__DIRECTIVE__: Write out the whole of the material exactly.

__STORED DATA__:
┌──

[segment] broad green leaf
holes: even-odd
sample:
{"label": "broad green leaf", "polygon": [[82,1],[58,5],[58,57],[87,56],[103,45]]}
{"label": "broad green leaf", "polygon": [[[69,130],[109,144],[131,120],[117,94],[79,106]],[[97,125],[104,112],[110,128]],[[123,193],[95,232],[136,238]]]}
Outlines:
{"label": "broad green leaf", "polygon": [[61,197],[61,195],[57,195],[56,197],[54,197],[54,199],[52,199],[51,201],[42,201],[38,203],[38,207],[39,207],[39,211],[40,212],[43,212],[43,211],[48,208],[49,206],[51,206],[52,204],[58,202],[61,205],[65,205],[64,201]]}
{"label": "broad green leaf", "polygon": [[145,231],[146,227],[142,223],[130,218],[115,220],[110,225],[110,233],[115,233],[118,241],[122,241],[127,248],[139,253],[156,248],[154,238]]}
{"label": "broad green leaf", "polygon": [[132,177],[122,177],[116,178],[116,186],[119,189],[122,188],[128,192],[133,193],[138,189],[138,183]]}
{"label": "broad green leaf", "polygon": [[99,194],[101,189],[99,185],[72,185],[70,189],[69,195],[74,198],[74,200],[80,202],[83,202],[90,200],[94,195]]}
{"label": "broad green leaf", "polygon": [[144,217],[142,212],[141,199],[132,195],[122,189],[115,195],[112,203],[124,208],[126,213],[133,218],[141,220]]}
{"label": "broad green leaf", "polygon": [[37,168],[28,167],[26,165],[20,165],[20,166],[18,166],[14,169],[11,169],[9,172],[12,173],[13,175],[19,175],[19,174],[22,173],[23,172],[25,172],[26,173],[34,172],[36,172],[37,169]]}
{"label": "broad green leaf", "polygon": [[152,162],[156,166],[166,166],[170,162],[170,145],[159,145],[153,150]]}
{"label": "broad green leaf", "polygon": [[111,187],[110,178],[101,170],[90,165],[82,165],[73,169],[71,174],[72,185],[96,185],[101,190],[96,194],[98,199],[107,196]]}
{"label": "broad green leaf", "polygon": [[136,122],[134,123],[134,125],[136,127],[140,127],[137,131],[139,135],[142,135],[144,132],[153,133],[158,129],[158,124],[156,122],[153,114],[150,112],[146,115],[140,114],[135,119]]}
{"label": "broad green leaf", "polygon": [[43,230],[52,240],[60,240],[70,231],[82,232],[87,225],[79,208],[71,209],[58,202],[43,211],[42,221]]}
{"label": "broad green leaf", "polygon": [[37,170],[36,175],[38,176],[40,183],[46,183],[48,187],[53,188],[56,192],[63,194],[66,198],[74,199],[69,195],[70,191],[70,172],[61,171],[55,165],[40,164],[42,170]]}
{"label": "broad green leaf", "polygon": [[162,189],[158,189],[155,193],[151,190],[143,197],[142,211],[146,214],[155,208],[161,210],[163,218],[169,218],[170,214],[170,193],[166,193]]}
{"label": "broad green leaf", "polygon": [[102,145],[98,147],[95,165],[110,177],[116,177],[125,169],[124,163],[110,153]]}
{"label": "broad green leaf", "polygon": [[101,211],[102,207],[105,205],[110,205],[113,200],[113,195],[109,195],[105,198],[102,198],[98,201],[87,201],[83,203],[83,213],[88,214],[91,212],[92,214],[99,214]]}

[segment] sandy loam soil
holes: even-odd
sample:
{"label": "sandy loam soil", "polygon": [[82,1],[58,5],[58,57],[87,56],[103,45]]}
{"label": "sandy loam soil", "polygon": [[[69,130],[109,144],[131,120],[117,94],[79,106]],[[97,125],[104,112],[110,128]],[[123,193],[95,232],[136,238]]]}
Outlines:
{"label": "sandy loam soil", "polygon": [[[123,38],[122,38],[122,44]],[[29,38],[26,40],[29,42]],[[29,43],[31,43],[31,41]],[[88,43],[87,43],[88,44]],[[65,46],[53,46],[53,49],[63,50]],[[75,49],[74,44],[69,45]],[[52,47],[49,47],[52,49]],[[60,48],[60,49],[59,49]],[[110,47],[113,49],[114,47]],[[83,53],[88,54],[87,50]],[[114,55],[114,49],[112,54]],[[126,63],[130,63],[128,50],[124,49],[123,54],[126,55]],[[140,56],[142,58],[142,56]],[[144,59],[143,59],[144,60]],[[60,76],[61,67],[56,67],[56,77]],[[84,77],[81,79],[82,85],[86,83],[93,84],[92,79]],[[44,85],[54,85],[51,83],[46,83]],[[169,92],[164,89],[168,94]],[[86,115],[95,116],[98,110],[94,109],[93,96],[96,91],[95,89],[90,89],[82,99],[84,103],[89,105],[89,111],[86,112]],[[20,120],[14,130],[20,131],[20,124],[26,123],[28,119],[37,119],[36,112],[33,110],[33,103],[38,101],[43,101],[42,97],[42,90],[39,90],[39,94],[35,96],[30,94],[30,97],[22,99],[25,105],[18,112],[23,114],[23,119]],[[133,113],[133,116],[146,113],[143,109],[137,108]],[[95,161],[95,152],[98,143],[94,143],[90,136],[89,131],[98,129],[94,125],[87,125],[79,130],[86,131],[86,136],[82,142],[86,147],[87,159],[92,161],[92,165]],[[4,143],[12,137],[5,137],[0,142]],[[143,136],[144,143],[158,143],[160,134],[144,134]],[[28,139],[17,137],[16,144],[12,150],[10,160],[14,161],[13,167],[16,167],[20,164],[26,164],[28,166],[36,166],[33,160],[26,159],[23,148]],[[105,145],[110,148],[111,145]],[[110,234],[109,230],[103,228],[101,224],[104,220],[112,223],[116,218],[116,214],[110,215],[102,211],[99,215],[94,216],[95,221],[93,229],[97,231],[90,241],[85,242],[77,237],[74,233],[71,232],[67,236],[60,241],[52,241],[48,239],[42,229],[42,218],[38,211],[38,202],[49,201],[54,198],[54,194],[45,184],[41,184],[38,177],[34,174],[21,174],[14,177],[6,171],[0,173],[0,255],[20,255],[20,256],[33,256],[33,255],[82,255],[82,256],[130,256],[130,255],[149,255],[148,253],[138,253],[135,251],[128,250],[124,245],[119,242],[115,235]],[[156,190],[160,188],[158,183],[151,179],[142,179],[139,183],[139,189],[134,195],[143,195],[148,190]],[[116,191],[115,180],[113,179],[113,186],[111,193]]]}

└──

__SOLVED PROBLEM__:
[segment] broad green leaf
holes: even-odd
sample:
{"label": "broad green leaf", "polygon": [[82,1],[58,5],[58,57],[87,56],[103,45]]}
{"label": "broad green leaf", "polygon": [[[69,130],[109,144],[131,120],[117,94],[79,106]],[[97,125],[104,112],[110,128]],[[123,193],[95,232],[136,238]]]}
Outlines:
{"label": "broad green leaf", "polygon": [[61,197],[61,195],[57,195],[56,197],[54,197],[54,199],[52,199],[51,201],[42,201],[38,203],[38,207],[39,207],[39,211],[40,212],[43,212],[43,211],[48,208],[49,206],[51,206],[52,204],[58,202],[61,205],[65,205],[64,201]]}
{"label": "broad green leaf", "polygon": [[145,231],[146,227],[142,223],[130,218],[115,220],[110,225],[110,233],[115,233],[118,241],[122,241],[127,248],[139,253],[156,248],[154,238]]}
{"label": "broad green leaf", "polygon": [[132,177],[122,177],[116,178],[116,186],[119,189],[122,188],[128,192],[133,193],[138,189],[138,183]]}
{"label": "broad green leaf", "polygon": [[99,194],[101,189],[99,185],[72,185],[70,189],[69,195],[74,198],[74,200],[80,202],[83,202],[90,200],[94,195]]}
{"label": "broad green leaf", "polygon": [[144,217],[142,212],[141,199],[132,195],[122,189],[115,195],[112,203],[124,208],[126,213],[133,218],[141,220]]}
{"label": "broad green leaf", "polygon": [[37,168],[28,167],[26,165],[20,165],[20,166],[18,166],[14,169],[11,169],[9,172],[12,173],[13,175],[19,175],[19,174],[22,173],[23,172],[25,172],[26,173],[34,172],[36,172],[37,169]]}
{"label": "broad green leaf", "polygon": [[152,162],[156,166],[166,166],[170,162],[170,145],[159,145],[153,150]]}
{"label": "broad green leaf", "polygon": [[111,187],[110,178],[101,170],[90,165],[82,165],[73,169],[71,174],[72,185],[96,185],[101,190],[96,194],[98,199],[107,196]]}
{"label": "broad green leaf", "polygon": [[136,122],[134,123],[134,125],[136,127],[140,127],[137,131],[139,135],[142,135],[144,132],[153,133],[158,129],[158,124],[156,122],[153,114],[150,112],[146,115],[140,114],[135,119]]}
{"label": "broad green leaf", "polygon": [[43,230],[52,240],[60,240],[70,231],[82,232],[87,225],[79,208],[71,209],[58,202],[43,211],[42,221]]}
{"label": "broad green leaf", "polygon": [[37,170],[36,175],[38,176],[40,183],[46,183],[48,187],[53,188],[56,192],[63,194],[66,198],[74,199],[69,195],[70,191],[70,172],[61,171],[55,165],[40,164],[42,170]]}
{"label": "broad green leaf", "polygon": [[162,189],[158,189],[155,193],[151,190],[143,197],[142,211],[146,214],[155,208],[161,210],[163,218],[169,218],[170,214],[170,193],[166,193]]}
{"label": "broad green leaf", "polygon": [[102,145],[98,147],[95,165],[110,177],[116,177],[125,169],[124,163],[110,153]]}
{"label": "broad green leaf", "polygon": [[101,211],[102,207],[105,205],[110,205],[113,200],[113,195],[109,195],[105,198],[102,198],[98,201],[87,201],[83,203],[83,213],[88,214],[91,212],[92,214],[99,214]]}

[segment] sandy loam soil
holes: even-odd
sample:
{"label": "sandy loam soil", "polygon": [[82,1],[58,5],[58,57],[87,56],[103,45]]}
{"label": "sandy loam soil", "polygon": [[[69,130],[109,144],[131,120],[117,94],[79,106]],[[97,125],[104,112],[110,128]],[[123,193],[95,232],[136,238]]]}
Outlines:
{"label": "sandy loam soil", "polygon": [[[123,38],[122,38],[122,44]],[[29,38],[26,40],[29,42]],[[29,43],[31,43],[31,41]],[[88,43],[87,43],[88,44]],[[65,46],[53,46],[53,49],[63,50]],[[75,49],[74,44],[69,45]],[[52,47],[49,47],[52,49]],[[60,48],[60,49],[59,49]],[[110,47],[113,49],[114,47]],[[83,53],[88,54],[87,50]],[[114,55],[114,49],[112,54]],[[126,63],[130,63],[128,50],[124,49],[123,54],[126,55]],[[140,56],[142,58],[142,56]],[[144,59],[143,59],[144,60]],[[60,76],[61,67],[56,67],[56,77]],[[84,77],[81,79],[82,85],[86,83],[93,84],[92,79]],[[44,85],[54,85],[51,83],[46,83]],[[169,92],[164,89],[168,94]],[[86,115],[95,116],[98,110],[94,109],[93,96],[96,91],[95,89],[90,89],[82,99],[84,103],[89,105],[89,111],[86,112]],[[20,120],[14,130],[20,131],[20,124],[26,123],[28,119],[37,119],[36,112],[33,110],[33,103],[38,101],[43,101],[42,97],[42,90],[39,90],[39,94],[35,96],[30,94],[30,97],[22,99],[25,105],[18,112],[23,114],[23,119]],[[133,113],[133,116],[146,113],[143,109],[137,108]],[[95,161],[95,152],[98,143],[94,143],[90,136],[89,131],[98,129],[94,125],[87,125],[79,130],[86,131],[86,136],[82,142],[86,147],[87,159],[92,161],[92,165]],[[4,143],[12,137],[5,137],[0,142]],[[143,136],[144,143],[158,143],[160,134],[144,134]],[[28,139],[17,137],[16,144],[12,150],[10,160],[14,161],[13,167],[16,167],[20,164],[26,164],[28,166],[36,166],[33,160],[26,159],[23,148]],[[105,145],[110,148],[111,145]],[[110,234],[109,230],[103,228],[101,224],[104,220],[112,223],[116,218],[116,214],[110,215],[102,211],[99,215],[94,216],[95,221],[93,229],[97,231],[90,241],[85,242],[77,237],[74,233],[71,232],[67,236],[60,241],[52,241],[48,239],[42,229],[42,218],[38,211],[38,202],[49,201],[54,198],[54,194],[45,184],[41,184],[38,177],[34,174],[21,174],[14,177],[6,171],[0,173],[0,255],[20,255],[20,256],[33,256],[33,255],[82,255],[82,256],[130,256],[130,255],[149,255],[148,253],[138,253],[135,251],[128,250],[124,245],[119,242],[115,235]],[[156,190],[160,188],[158,183],[151,179],[142,179],[139,183],[139,189],[134,195],[143,195],[148,190]],[[116,191],[115,180],[113,179],[113,186],[111,193]]]}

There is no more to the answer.